▸ **Problems to work on**
1. Answer these questions using the passage about interactive textbooks.
(a) What was the online professional development class called?
(b) How much does the passage say backpacks will no longer weigh?
(c) Which two high school courses does the writer name?
2. Write out the passage about interactive textbooks between "Textbooks for iPad" and "their tech down.", inclusive.
3. Continue the passage about interactive textbooks from where it stops.

▸ **Document segment**

------------------------------------

I recently completed an online professional development class for art teachers called Tech Ready Teacher. Each week we explored another online resource that art teachers have used successfully in the classroom. The last week we discussed the future of online education, including interactive textbooks and eBooks.
Textbooks for iPad will easily become the new way to use textbooks in the classroom. No longer will backpacks weigh 100 pounds. Students will no longer be able to use the excuse that they left their textbook in their locker and could not do the assignment. They will never want to put their tech down.
These interactive textbooks will be fun, engaging and be able to reach students in a way that I wish was available to me during high school AP Art History or AP Biology. Imagine studying about Leonardo DaVinci, an entire interactive slideshow popping up, zooming in and out to observe the brushstrokes, captions below each with tidbits of interesting facts. Imagine, creating notecards from just highlighting important sections as you’re reading! No more hours and hours of hand writing notecards, only to lose half of them in the bottom of your backpack.

------------------------------------

▸ **Given entries**
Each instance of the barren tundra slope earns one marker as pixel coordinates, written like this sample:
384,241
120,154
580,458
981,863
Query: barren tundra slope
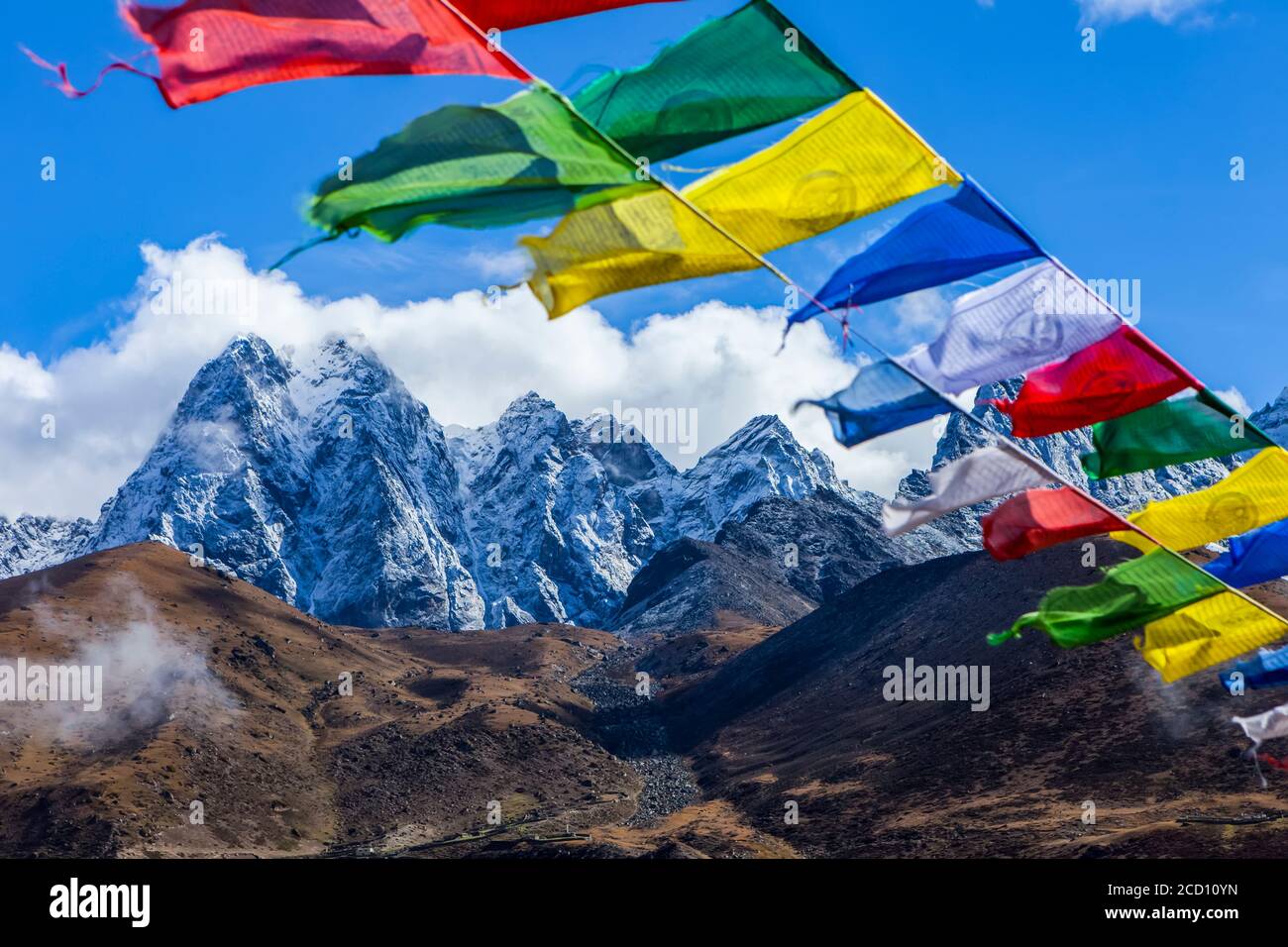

------------------------------------

▸ **Results of the tasks**
1.
(a) Tech Ready Teacher
(b) 100 pounds
(c) AP Art History and AP Biology

2.
Textbooks for iPad will easily become the new way to use textbooks in the classroom. No longer will backpacks weigh 100 pounds. Students will no longer be able to use the excuse that they left their textbook in their locker and could not do the assignment. They will never want to put their tech down.

3.
Needless to say, my mind is blown and I am a fan.
Digital books will change education, the way we write, and the way we read.
J.K. Rowling and Sony partnered up to create Pottermore, an interactive website that allows fans of the Harry Potter series delve into to the world chapter by chapter. It is designed to make the reader a part of the action.
Books such as Geronimo Stilton and Brian Selznick’s The Invention of Hugo Cabret, are already pushing the envelope of interactive reading in a physical book. I can’t tell you how many copies of Mighty Robot I have had to replace in my school library because of the flip book section at the end. It encourages children to ruffle the pages and flap the book around. While this is lousy for a librarian, the students gobble them up.
Imagine a fairy tale, digital and alive. Run up the tower alongside the Prince. Kiss the frog, slay the dragon. The story plots along, and you are there every step of the way.
Remember that movie from the 80’s, The NeverEnding Story? Bastian reads a book out loud and the story comes alive. In the end, the princess from the story speaks directly to him, the reader now becoming the most essential character in the book!
Think of what technology like this could mean for students learning to read, Readers Theatre, their engagement with non-fiction, and enjoyment of fiction that literally can transport you to new worlds.
Traditional books as we know them will always exist. Until every student in school has access to an iPad, they will have to. But as authors, can we not push the envelope of what a book can be?
Why not create a reading experience?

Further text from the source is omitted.